「善人なほもつて往生をとぐ。いはんや悪人をや」の真意。

『歎異抄』の一節です。

意味:善人は天国へ行ける。(のなら)
悪人なら尚のこと(当たり前に)天国に行ける。
(上記の言葉は親鸞が説いたものではなく、
親鸞の師匠である法然の言葉だと言われています)

世間一般の方々は
自分を“善人”だとうぬぼれて
己の心に住まう“悪”に気づかないでいる。

「私は今までに人を傷つけたり、殺したりなんてしていない」
「悪いことは何もしていない。清廉潔白だ」
(果たしてそう簡単に言い切れるのだろうか?)

“悪”がなければ“善”もない。
“善”があるところに“悪”がある。
“魔”は誰の心の内にも住み着いているのだ。
(イエス・キリストだけは“魔”を打ち払った!!)

“善人”を気取る僕ら凡夫は、
己の“本性”を知らないでいる。
「すべての人間は一皮むけば“悪人”なのだ」というのに。
(なぜ“偽善者”と言わずに“善人”と言ったの?)

それとは逆に刑務所の囚人は、
自分は“悪人”だと自覚している。
(まるで獣のような無自覚な方もいると思いますが)
“悪人”だと強烈に自覚しているからこそ
“善なる光”を求める心が生まれる。
“神”にすがるしかないという強い決意が芽生える。
# # # # #
## 練習問題 1
『歎異抄』についての文章の「(上記の言葉は親鸞が説いたものではなく、」から「(果たしてそう簡単に言い切れるのだろうか?)」までを、その部分も含めて書き直してください。その際、「世間一般の方々」を「多くの人々」に入れ替えてください。
## 練習問題 2
『歎異抄』についての文章を、最後の文のあとから書き継いでください。
下の一覧は、『歎異抄』についての文章とは関係ありません。

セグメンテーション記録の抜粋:
# # # # #
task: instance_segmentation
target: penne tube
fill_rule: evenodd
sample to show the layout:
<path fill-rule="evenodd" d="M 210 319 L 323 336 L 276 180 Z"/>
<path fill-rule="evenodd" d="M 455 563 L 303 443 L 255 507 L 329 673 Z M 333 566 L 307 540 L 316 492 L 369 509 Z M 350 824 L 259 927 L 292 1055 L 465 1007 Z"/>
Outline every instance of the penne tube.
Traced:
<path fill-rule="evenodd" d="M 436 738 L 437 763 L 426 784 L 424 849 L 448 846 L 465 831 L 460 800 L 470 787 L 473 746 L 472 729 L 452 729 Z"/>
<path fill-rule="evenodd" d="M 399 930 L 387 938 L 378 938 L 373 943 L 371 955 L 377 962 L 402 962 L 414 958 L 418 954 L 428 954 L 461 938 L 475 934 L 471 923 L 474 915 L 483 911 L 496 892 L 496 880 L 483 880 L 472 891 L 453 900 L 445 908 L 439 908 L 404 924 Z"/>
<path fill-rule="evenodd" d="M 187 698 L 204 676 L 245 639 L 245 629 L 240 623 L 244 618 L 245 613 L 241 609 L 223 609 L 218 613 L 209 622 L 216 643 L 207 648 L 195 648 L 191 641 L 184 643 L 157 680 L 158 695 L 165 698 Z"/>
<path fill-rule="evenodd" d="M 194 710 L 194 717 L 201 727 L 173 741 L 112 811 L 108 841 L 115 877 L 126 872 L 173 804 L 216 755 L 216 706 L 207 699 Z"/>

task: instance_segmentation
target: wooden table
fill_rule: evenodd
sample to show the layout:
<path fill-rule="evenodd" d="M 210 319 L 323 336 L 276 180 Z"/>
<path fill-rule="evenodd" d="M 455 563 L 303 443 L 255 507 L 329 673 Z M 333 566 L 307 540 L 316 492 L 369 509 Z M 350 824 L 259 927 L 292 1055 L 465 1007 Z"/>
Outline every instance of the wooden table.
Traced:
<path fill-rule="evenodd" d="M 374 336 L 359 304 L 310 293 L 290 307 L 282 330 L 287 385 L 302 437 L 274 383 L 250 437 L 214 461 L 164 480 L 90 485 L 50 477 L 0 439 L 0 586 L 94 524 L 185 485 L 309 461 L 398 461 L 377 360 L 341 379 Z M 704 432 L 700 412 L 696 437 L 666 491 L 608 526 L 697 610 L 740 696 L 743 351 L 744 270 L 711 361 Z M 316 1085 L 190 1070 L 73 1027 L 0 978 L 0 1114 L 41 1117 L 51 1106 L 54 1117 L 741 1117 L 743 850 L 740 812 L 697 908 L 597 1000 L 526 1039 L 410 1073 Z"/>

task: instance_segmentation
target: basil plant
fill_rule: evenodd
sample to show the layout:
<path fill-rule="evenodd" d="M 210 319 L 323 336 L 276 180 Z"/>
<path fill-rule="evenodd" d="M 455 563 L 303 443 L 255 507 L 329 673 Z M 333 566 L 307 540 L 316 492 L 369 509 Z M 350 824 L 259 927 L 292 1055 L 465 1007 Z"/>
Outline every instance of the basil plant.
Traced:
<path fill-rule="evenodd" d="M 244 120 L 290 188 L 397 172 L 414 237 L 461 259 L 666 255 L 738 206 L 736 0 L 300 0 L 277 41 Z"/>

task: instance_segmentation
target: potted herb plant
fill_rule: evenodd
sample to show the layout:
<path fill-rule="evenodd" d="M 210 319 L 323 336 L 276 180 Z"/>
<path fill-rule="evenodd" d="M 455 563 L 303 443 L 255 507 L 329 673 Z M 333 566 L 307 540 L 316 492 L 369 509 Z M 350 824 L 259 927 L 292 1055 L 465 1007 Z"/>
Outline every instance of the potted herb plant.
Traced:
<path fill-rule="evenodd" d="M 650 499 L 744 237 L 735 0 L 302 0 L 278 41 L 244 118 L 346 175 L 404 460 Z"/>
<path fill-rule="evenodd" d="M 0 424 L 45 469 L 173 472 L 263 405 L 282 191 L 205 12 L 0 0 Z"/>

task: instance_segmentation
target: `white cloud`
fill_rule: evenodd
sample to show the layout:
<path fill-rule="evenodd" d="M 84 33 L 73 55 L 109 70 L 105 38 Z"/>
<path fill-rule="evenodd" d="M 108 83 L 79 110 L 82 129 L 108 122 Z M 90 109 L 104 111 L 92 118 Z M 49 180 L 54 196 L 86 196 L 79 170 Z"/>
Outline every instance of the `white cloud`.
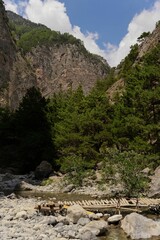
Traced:
<path fill-rule="evenodd" d="M 130 46 L 137 42 L 137 38 L 143 32 L 153 31 L 156 22 L 160 20 L 160 0 L 156 1 L 149 10 L 143 10 L 134 16 L 128 25 L 128 33 L 119 43 L 119 46 L 106 44 L 106 58 L 111 66 L 116 66 L 130 51 Z"/>
<path fill-rule="evenodd" d="M 79 26 L 73 26 L 64 3 L 59 0 L 4 0 L 4 2 L 6 9 L 19 12 L 33 22 L 42 23 L 61 33 L 73 34 L 84 42 L 88 51 L 103 56 L 111 66 L 119 64 L 141 33 L 152 31 L 155 23 L 160 19 L 160 0 L 156 0 L 151 9 L 143 10 L 134 16 L 128 25 L 128 33 L 119 46 L 107 43 L 105 48 L 101 49 L 97 44 L 98 33 L 86 32 L 84 34 Z"/>
<path fill-rule="evenodd" d="M 17 7 L 17 4 L 12 1 L 12 0 L 5 0 L 5 8 L 7 10 L 10 10 L 12 12 L 15 12 L 15 13 L 18 13 L 18 7 Z"/>

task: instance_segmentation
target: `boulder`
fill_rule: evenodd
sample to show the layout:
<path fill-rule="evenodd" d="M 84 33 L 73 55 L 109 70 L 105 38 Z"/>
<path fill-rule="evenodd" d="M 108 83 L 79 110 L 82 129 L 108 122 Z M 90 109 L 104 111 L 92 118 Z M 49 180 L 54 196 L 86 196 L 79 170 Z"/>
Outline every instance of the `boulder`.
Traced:
<path fill-rule="evenodd" d="M 68 186 L 66 186 L 63 190 L 64 193 L 68 193 L 71 192 L 73 189 L 75 188 L 74 184 L 69 184 Z"/>
<path fill-rule="evenodd" d="M 52 171 L 52 165 L 47 161 L 42 161 L 35 170 L 35 177 L 37 179 L 48 178 Z"/>
<path fill-rule="evenodd" d="M 21 181 L 18 183 L 15 187 L 15 190 L 17 191 L 32 191 L 34 186 L 32 184 L 29 184 L 25 181 Z"/>
<path fill-rule="evenodd" d="M 116 214 L 108 218 L 108 223 L 118 223 L 122 219 L 121 214 Z"/>
<path fill-rule="evenodd" d="M 79 233 L 81 235 L 85 235 L 86 233 L 90 232 L 91 236 L 103 236 L 107 232 L 108 224 L 104 220 L 100 221 L 91 221 L 88 224 L 86 224 L 84 227 L 82 227 L 79 230 Z"/>
<path fill-rule="evenodd" d="M 18 212 L 18 213 L 16 214 L 15 219 L 17 219 L 17 218 L 27 219 L 27 218 L 28 218 L 27 212 L 26 212 L 26 211 Z"/>
<path fill-rule="evenodd" d="M 160 236 L 160 222 L 146 218 L 138 213 L 131 213 L 121 221 L 122 229 L 132 239 Z"/>
<path fill-rule="evenodd" d="M 80 218 L 77 222 L 78 225 L 85 226 L 87 223 L 90 222 L 89 218 Z"/>
<path fill-rule="evenodd" d="M 154 175 L 150 177 L 149 197 L 160 197 L 160 166 L 156 168 Z"/>
<path fill-rule="evenodd" d="M 67 218 L 73 223 L 77 223 L 82 217 L 87 217 L 86 211 L 80 205 L 73 205 L 67 208 Z"/>

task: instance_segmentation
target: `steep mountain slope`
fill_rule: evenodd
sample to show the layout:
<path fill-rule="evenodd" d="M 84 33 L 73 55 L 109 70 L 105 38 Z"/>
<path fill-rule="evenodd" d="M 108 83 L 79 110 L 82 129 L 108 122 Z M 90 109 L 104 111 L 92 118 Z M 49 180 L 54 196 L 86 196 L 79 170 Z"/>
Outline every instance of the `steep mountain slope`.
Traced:
<path fill-rule="evenodd" d="M 10 69 L 16 58 L 16 48 L 11 38 L 8 27 L 8 19 L 5 9 L 0 1 L 0 104 L 5 105 L 8 101 L 8 91 L 6 90 L 10 81 Z"/>
<path fill-rule="evenodd" d="M 8 23 L 2 1 L 0 4 L 1 106 L 15 109 L 32 86 L 47 97 L 79 85 L 87 94 L 97 80 L 106 78 L 110 70 L 107 62 L 90 54 L 80 40 L 12 12 L 8 12 Z"/>
<path fill-rule="evenodd" d="M 107 90 L 107 95 L 111 103 L 115 102 L 114 99 L 117 97 L 117 95 L 121 96 L 124 93 L 125 85 L 127 79 L 129 78 L 129 73 L 133 72 L 134 68 L 146 64 L 145 60 L 151 51 L 155 51 L 155 58 L 157 57 L 156 65 L 158 66 L 160 63 L 160 22 L 157 22 L 156 28 L 152 33 L 146 34 L 145 37 L 143 37 L 143 35 L 144 34 L 141 35 L 142 37 L 139 37 L 140 44 L 131 46 L 130 53 L 115 70 L 115 78 L 117 81 L 115 81 L 115 83 Z M 154 56 L 154 54 L 152 55 Z M 154 65 L 153 56 L 150 58 L 150 64 Z"/>

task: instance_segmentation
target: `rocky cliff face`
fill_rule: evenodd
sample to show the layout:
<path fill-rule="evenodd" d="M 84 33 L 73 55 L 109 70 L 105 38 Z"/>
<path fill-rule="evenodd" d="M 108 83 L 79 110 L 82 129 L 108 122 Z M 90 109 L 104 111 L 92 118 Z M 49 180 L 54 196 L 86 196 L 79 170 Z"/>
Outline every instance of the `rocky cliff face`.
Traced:
<path fill-rule="evenodd" d="M 34 67 L 37 86 L 44 96 L 69 88 L 75 90 L 79 85 L 87 94 L 109 71 L 107 64 L 90 54 L 84 55 L 78 46 L 71 44 L 36 47 L 26 58 Z"/>
<path fill-rule="evenodd" d="M 8 104 L 15 109 L 32 86 L 39 87 L 46 97 L 60 90 L 75 90 L 79 85 L 87 94 L 97 80 L 108 75 L 107 62 L 82 52 L 76 44 L 37 45 L 22 55 L 15 47 L 1 1 L 0 4 L 1 106 Z"/>
<path fill-rule="evenodd" d="M 157 24 L 155 30 L 140 44 L 137 59 L 142 58 L 150 49 L 156 47 L 158 43 L 160 43 L 160 23 Z"/>
<path fill-rule="evenodd" d="M 8 27 L 5 9 L 0 1 L 0 105 L 4 106 L 9 100 L 8 82 L 10 70 L 16 58 L 16 48 Z"/>

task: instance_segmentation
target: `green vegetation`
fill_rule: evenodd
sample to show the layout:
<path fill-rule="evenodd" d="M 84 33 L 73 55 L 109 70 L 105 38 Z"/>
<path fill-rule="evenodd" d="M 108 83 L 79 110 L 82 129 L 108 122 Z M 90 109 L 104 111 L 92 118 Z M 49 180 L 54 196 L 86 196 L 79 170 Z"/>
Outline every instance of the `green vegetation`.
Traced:
<path fill-rule="evenodd" d="M 53 42 L 83 46 L 42 26 L 19 32 L 17 44 L 24 52 Z M 136 44 L 118 73 L 113 69 L 87 96 L 80 86 L 46 100 L 31 88 L 16 112 L 0 109 L 1 167 L 24 173 L 47 160 L 81 185 L 103 162 L 104 180 L 118 173 L 127 195 L 143 192 L 142 170 L 160 165 L 160 43 L 140 61 L 137 56 Z M 120 78 L 125 91 L 110 104 L 106 91 Z"/>
<path fill-rule="evenodd" d="M 28 90 L 16 112 L 1 109 L 1 167 L 25 173 L 42 160 L 53 159 L 55 151 L 46 111 L 47 101 L 35 88 Z"/>
<path fill-rule="evenodd" d="M 80 54 L 84 54 L 95 63 L 100 63 L 100 56 L 89 53 L 80 39 L 69 33 L 53 31 L 42 24 L 33 23 L 8 11 L 9 27 L 19 50 L 26 54 L 37 46 L 75 45 Z M 103 64 L 102 64 L 103 65 Z M 104 64 L 104 68 L 106 65 Z"/>

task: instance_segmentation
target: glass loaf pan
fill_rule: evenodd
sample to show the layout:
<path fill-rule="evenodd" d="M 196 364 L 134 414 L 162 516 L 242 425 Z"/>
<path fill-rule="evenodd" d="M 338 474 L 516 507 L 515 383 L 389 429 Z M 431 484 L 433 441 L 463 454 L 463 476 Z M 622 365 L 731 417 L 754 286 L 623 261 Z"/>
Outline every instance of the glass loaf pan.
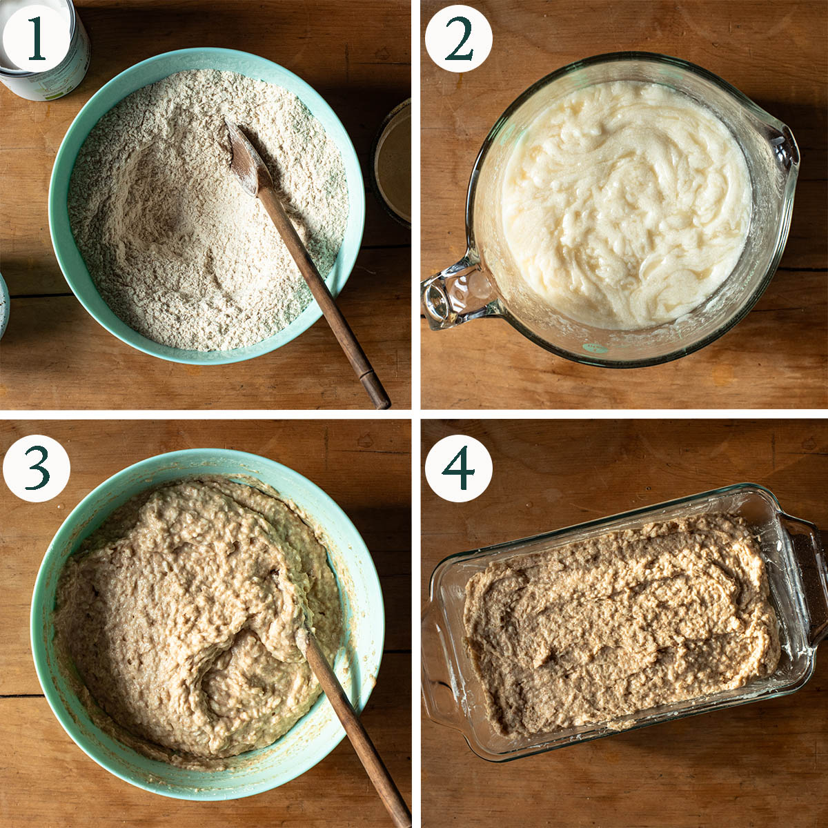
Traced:
<path fill-rule="evenodd" d="M 672 518 L 728 512 L 756 535 L 779 619 L 782 657 L 776 671 L 736 690 L 664 705 L 599 724 L 526 738 L 498 734 L 486 718 L 479 681 L 463 643 L 465 585 L 494 560 L 544 551 L 609 532 Z M 431 575 L 422 614 L 422 694 L 430 719 L 460 730 L 478 756 L 503 762 L 709 710 L 792 693 L 811 677 L 816 645 L 828 633 L 828 566 L 819 530 L 786 514 L 773 493 L 743 483 L 679 500 L 446 558 Z"/>

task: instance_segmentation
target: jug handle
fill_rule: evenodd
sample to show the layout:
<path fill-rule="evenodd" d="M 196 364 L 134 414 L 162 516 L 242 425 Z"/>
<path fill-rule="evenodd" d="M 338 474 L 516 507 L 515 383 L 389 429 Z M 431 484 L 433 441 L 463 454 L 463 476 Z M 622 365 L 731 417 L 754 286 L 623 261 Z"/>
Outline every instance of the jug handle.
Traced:
<path fill-rule="evenodd" d="M 823 537 L 813 524 L 782 513 L 782 526 L 791 537 L 794 557 L 802 576 L 805 605 L 808 610 L 808 643 L 816 647 L 828 634 L 828 561 Z"/>
<path fill-rule="evenodd" d="M 420 301 L 431 330 L 454 328 L 471 319 L 500 315 L 497 291 L 470 252 L 420 285 Z"/>

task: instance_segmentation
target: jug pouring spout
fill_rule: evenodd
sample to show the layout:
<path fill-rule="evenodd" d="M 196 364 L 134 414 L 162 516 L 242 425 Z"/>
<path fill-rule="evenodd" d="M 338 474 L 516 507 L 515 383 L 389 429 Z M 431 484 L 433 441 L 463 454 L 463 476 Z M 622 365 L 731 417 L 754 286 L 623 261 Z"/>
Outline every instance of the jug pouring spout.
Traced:
<path fill-rule="evenodd" d="M 454 328 L 480 316 L 501 315 L 497 290 L 469 251 L 421 282 L 420 299 L 432 330 Z"/>

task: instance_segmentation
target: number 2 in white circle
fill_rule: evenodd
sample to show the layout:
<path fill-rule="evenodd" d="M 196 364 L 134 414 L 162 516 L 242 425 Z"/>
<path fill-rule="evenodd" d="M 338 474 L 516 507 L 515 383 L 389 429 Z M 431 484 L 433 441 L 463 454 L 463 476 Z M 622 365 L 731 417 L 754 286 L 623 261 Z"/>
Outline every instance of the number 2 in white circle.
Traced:
<path fill-rule="evenodd" d="M 426 50 L 450 72 L 477 69 L 492 51 L 492 27 L 476 8 L 446 6 L 426 26 Z"/>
# # # # #
## 最終結果 1
(上記の言葉は親鸞が説いたものではなく、
親鸞の師匠である法然の言葉だと言われています)

多くの人々は
自分を“善人”だとうぬぼれて
己の心に住まう“悪”に気づかないでいる。

「私は今までに人を傷つけたり、殺したりなんてしていない」
「悪いことは何もしていない。清廉潔白だ」
(果たしてそう簡単に言い切れるのだろうか?)

## 最終結果 2
“神様”の許しを必死に追いすがる人間と、
自分は“善人”だからといって“犯罪者”を煙たがり、
無理解、無関心でいる(“神”に対する意識が足りない)人間と、
どちらに幸福が約束されるのか、考えてほしい。

『“悪”すらも“神”は許容し救い摂ろうとする』

自身の“悪”を徹底的に凝視し、
それから逃避しなかった親鸞は、
それだからこそ“アミダ様”を求める気迫が誰よりも強いと言える。
生涯を通して布教したのもこれが原動力であろう。
こんなに“悪”を認識し、
居直ったのは日本人では彼くらいではないか。
日本仏教界で果たした親鸞の功績は極めて大きいだろう。

追記:『アミダ』とはアミターバ(大いなる光)
アミターユス(大いなる命)のアミタから来ている。
『無量寿光』とも言う。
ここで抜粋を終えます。